YOUR TASK -> Beginning with the line that contains "Expected content: side", copy each subsequent line of the data below through the last one, including both ends but not the pictures.

INPUT MATERIAL ->
☆ ☆ ☆ ☆ ☆

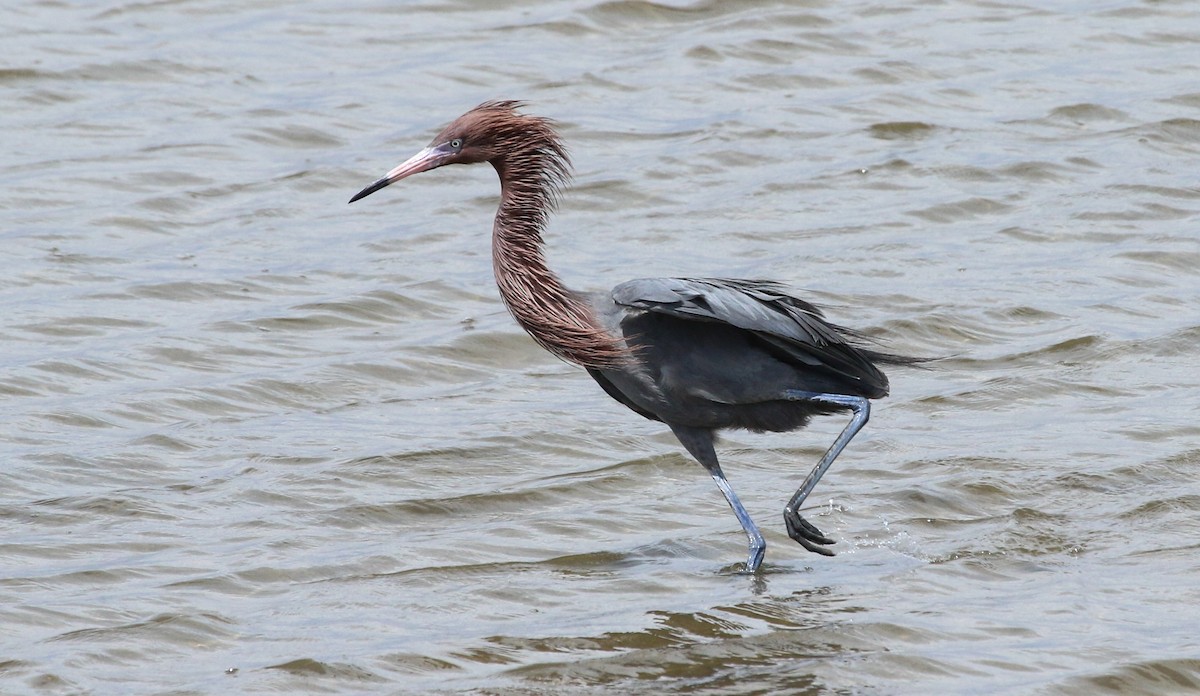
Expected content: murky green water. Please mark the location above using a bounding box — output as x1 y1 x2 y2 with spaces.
4 1 1200 693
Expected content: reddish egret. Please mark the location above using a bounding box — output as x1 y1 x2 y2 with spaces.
349 101 916 572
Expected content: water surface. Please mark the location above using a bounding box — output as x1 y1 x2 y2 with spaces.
3 0 1200 693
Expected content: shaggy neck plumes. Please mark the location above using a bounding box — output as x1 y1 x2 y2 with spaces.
488 136 628 369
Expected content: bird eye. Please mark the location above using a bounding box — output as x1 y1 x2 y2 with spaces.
449 138 463 149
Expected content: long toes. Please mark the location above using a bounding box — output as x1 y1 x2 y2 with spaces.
796 535 837 556
783 508 837 556
799 518 835 545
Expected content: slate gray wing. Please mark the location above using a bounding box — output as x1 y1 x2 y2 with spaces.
610 277 890 396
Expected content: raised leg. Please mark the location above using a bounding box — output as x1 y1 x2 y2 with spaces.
670 424 766 572
780 391 871 556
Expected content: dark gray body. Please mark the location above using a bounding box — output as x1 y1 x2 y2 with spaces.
587 277 890 431
581 277 904 570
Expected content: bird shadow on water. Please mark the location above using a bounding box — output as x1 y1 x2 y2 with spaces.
715 559 830 596
485 576 860 695
552 537 823 596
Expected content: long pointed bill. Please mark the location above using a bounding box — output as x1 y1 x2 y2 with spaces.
348 145 443 204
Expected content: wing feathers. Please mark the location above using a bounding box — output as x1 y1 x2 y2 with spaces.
611 277 888 393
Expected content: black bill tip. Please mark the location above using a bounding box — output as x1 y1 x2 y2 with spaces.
348 176 392 204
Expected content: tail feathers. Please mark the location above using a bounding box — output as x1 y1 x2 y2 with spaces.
863 349 936 367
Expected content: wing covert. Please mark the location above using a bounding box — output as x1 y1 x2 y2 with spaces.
611 277 888 393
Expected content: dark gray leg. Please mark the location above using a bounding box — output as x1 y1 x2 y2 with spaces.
670 424 766 572
780 391 871 556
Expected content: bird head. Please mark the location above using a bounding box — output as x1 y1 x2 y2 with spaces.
348 100 564 204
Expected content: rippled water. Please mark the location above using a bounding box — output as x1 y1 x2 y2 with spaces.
4 0 1200 693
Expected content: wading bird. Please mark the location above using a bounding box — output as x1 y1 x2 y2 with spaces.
349 101 916 572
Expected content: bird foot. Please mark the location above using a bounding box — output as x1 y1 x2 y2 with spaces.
744 541 766 574
784 507 837 556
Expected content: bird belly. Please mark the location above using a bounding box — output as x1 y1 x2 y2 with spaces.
590 336 830 433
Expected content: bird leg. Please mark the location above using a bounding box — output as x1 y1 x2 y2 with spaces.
670 425 766 573
779 391 871 556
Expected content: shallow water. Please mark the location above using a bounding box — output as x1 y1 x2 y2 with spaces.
4 0 1200 693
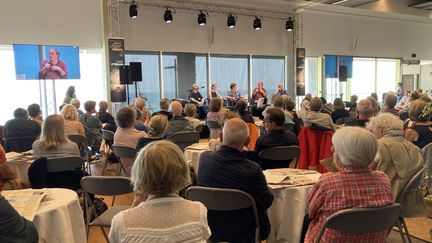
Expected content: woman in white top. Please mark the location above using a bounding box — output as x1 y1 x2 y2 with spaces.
60 104 85 136
109 140 211 243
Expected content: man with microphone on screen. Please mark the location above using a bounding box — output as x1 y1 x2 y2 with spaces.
38 48 68 79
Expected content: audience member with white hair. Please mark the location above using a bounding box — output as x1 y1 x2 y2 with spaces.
304 127 393 242
189 84 205 105
184 103 204 129
303 97 335 131
109 140 211 242
298 93 312 118
61 104 85 136
152 98 173 120
367 113 426 217
136 115 168 151
165 101 194 138
97 100 115 125
198 118 274 242
382 93 399 116
336 99 374 127
134 97 150 125
70 98 84 116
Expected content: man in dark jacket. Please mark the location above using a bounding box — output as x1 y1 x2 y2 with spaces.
198 118 274 242
165 101 194 138
4 108 41 152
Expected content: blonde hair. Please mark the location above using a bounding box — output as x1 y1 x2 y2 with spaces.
148 115 168 137
332 127 378 168
134 97 146 110
38 114 68 150
131 140 190 196
184 103 197 117
61 104 78 121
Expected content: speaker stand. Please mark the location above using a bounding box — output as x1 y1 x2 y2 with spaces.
126 84 130 104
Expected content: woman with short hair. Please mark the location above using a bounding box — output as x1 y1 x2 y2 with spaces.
206 98 225 125
134 97 150 125
32 114 80 158
184 103 203 129
236 99 254 123
136 115 168 151
61 104 85 136
303 97 335 131
367 113 426 217
109 140 211 242
305 127 393 242
331 98 350 123
78 100 102 149
405 100 432 148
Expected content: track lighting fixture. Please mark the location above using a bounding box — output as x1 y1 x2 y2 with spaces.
164 7 174 23
286 17 294 32
198 11 208 26
129 1 137 19
227 14 236 28
253 17 262 30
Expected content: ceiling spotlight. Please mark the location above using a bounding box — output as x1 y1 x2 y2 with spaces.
253 17 262 30
227 14 236 28
286 17 294 32
129 1 137 19
198 11 207 26
164 7 174 23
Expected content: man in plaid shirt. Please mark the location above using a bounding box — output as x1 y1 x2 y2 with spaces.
304 127 393 243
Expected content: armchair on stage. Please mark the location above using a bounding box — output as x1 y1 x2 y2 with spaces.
297 126 333 173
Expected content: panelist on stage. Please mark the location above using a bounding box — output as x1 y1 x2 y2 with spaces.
274 83 287 96
189 84 205 105
226 83 244 105
208 83 222 99
252 80 267 106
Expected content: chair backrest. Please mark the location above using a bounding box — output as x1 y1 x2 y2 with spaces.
101 129 115 143
81 176 133 196
258 145 300 169
186 186 260 241
170 131 200 151
112 145 137 158
68 134 87 145
283 123 295 133
206 120 221 129
396 167 425 204
195 124 204 133
5 136 37 152
46 157 84 173
316 203 401 243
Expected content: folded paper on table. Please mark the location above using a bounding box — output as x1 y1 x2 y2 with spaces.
2 189 47 221
186 143 209 150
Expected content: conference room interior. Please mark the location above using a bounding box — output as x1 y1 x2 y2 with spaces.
1 0 432 242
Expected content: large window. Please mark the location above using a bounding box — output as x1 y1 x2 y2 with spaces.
351 58 376 100
305 57 319 97
376 59 398 102
210 55 248 98
125 52 160 111
162 54 177 100
195 54 207 93
252 56 285 97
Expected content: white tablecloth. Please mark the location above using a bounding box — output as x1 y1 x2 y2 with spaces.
265 169 321 243
34 188 86 243
184 142 210 174
6 152 34 183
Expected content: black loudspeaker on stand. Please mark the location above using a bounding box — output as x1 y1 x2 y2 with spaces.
338 65 347 82
130 62 142 98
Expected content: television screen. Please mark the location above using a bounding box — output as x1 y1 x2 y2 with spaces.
13 44 80 80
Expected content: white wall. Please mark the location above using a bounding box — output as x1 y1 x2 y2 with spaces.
0 0 104 48
358 0 432 18
420 64 432 91
302 7 432 60
119 5 293 55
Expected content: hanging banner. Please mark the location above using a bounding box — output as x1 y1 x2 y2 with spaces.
296 48 306 96
108 38 126 102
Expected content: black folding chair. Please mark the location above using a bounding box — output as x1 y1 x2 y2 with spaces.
170 131 200 151
258 145 300 169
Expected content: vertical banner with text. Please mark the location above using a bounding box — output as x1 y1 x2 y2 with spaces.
108 38 126 102
296 48 306 96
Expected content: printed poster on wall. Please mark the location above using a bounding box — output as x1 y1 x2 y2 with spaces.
296 48 306 96
108 38 126 102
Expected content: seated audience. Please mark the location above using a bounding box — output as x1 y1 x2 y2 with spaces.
331 98 350 123
136 115 168 151
303 97 335 131
208 111 240 152
4 108 41 151
371 92 379 102
255 108 298 167
382 93 399 116
198 118 274 242
282 96 298 119
346 94 358 112
61 104 85 136
252 80 267 104
134 98 150 125
405 100 432 149
236 99 254 123
336 99 374 127
367 113 426 217
319 97 333 116
262 95 294 124
367 96 380 116
398 90 410 106
109 140 210 242
206 98 225 125
305 127 393 242
0 195 38 242
71 98 84 116
152 98 173 120
79 100 102 149
166 101 194 138
32 114 80 158
0 145 17 191
184 103 203 129
27 103 43 126
130 106 148 133
97 100 115 125
189 84 205 105
298 93 312 118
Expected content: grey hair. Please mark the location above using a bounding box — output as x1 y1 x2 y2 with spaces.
366 113 403 135
332 127 378 168
222 118 249 148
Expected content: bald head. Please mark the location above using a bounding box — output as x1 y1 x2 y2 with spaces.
357 99 374 118
222 118 249 150
169 101 183 116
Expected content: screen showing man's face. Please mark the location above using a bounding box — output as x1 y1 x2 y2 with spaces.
49 49 59 62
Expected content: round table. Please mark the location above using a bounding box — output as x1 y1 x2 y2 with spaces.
34 188 86 243
6 153 34 183
184 142 210 174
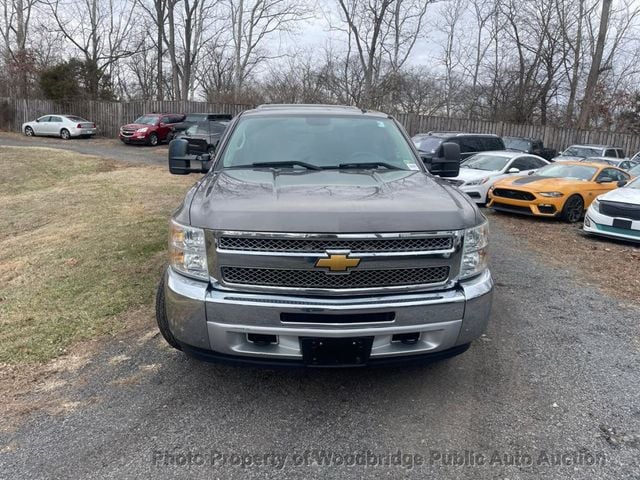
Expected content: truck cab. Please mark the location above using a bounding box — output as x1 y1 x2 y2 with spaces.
156 105 493 367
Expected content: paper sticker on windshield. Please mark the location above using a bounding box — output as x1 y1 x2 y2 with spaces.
377 121 385 128
407 163 419 170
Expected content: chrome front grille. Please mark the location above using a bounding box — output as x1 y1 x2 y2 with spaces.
210 230 462 294
221 266 450 289
218 235 453 253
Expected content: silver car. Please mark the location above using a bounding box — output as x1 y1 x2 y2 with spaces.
22 115 97 139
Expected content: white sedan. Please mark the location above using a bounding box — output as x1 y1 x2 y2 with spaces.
583 176 640 243
22 115 97 140
451 151 549 204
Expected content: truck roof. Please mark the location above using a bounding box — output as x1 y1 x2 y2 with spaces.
244 104 389 118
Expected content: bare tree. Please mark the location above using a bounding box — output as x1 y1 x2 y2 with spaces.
46 0 143 96
577 0 612 128
223 0 311 97
332 0 431 107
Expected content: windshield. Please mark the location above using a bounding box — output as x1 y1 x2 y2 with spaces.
536 163 597 181
561 146 601 158
220 115 419 171
133 115 159 125
627 177 640 189
185 122 208 135
504 138 531 151
461 154 510 171
413 136 443 153
629 163 640 176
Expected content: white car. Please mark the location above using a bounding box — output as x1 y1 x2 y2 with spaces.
22 115 97 140
583 176 640 243
451 151 549 204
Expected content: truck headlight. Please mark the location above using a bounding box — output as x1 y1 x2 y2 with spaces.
169 220 208 280
460 221 489 280
136 127 148 133
538 191 564 197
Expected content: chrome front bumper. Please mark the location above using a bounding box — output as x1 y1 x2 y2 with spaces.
164 267 493 364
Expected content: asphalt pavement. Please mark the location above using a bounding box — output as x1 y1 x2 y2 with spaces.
0 132 168 165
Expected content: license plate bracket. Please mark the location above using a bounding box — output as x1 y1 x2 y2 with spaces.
300 336 374 366
613 218 632 230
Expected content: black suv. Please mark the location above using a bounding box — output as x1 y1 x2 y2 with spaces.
412 132 505 167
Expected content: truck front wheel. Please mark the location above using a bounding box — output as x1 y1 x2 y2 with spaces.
155 276 182 350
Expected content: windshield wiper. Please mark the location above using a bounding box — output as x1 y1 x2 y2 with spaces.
336 162 403 170
231 161 322 170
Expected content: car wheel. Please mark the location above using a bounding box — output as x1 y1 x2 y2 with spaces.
24 126 34 136
155 276 182 351
148 133 159 146
560 194 584 223
60 128 71 140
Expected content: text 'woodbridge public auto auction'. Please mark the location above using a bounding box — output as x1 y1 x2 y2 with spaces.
151 449 606 470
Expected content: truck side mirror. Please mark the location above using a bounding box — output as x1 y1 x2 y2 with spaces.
168 139 211 175
423 142 460 178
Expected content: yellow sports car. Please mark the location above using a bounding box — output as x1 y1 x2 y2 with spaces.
487 161 631 222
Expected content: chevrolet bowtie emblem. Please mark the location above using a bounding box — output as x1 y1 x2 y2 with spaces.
315 253 361 272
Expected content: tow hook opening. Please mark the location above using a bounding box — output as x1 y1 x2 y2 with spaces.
392 332 420 345
247 333 278 346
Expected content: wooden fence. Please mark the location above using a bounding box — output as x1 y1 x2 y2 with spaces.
2 97 640 155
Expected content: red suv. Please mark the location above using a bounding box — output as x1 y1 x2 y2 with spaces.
119 113 185 146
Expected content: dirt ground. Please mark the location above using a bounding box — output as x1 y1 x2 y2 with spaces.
485 209 640 304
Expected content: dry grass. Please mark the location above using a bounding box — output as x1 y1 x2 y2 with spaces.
486 209 640 304
0 146 193 363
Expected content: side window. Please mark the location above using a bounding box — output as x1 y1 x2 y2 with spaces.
38 116 50 122
529 157 547 169
531 140 543 150
604 149 616 157
597 168 622 181
480 137 501 150
160 116 170 125
170 115 183 124
459 137 481 153
616 149 625 158
50 116 62 122
619 161 630 170
509 157 539 171
491 137 505 150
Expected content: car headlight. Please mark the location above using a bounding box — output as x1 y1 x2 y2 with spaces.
460 221 489 280
169 220 208 280
465 177 490 186
590 198 600 213
538 191 564 197
136 127 148 133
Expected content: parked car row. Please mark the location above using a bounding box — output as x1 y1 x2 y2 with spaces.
20 111 232 155
411 131 640 244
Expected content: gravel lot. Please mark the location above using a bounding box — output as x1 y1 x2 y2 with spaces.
1 137 639 479
2 214 639 479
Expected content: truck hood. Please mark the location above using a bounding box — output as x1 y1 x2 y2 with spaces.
188 169 478 232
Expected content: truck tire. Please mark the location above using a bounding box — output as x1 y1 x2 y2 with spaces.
156 276 182 350
560 194 584 223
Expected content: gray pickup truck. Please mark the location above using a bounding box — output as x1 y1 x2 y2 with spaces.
156 104 493 367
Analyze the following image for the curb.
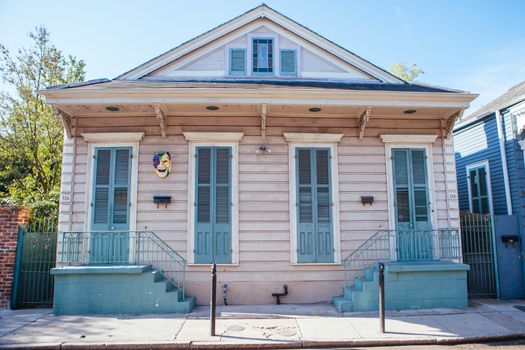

☆ ☆ ☆ ☆ ☆

RESULT OF THE EXERCISE ->
Expected content: side window. Please mark the location above using a bounding box — output as x1 y1 x2 y2 with spaces.
38 116 50 122
529 157 547 169
531 140 543 150
604 149 616 157
597 168 622 181
480 137 501 150
160 116 170 125
170 115 183 124
459 137 481 153
616 149 625 158
50 116 62 122
619 161 630 170
509 157 539 171
491 137 505 150
Expected content: car headlight. Please mark the location above using a bounding box — output as x1 y1 x2 y2 with spaces.
460 221 489 280
169 220 208 280
465 177 490 186
590 198 600 213
538 191 564 197
136 127 148 133
Expected content: parked car row. Please mark the location above using a bounding box — output as x1 y1 x2 y2 with spaces.
20 111 232 155
411 131 640 244
Expected content: gravel lot. Please mark the location above using a bounding box — output as x1 y1 x2 y2 with spaces.
1 137 639 479
2 214 639 479
Expected content: truck hood. Please mark the location above using a bounding box — output as x1 y1 x2 y2 with spaces.
188 169 478 232
Expected content: truck tire. Please mark the location above using a bounding box — output as x1 y1 x2 y2 with spaces.
156 276 182 350
560 194 584 223
Expected content: gray pickup truck. Please mark the location above using a bounding box — output as x1 y1 x2 y2 with spaces.
156 104 493 367
Analyze the following image for the curb.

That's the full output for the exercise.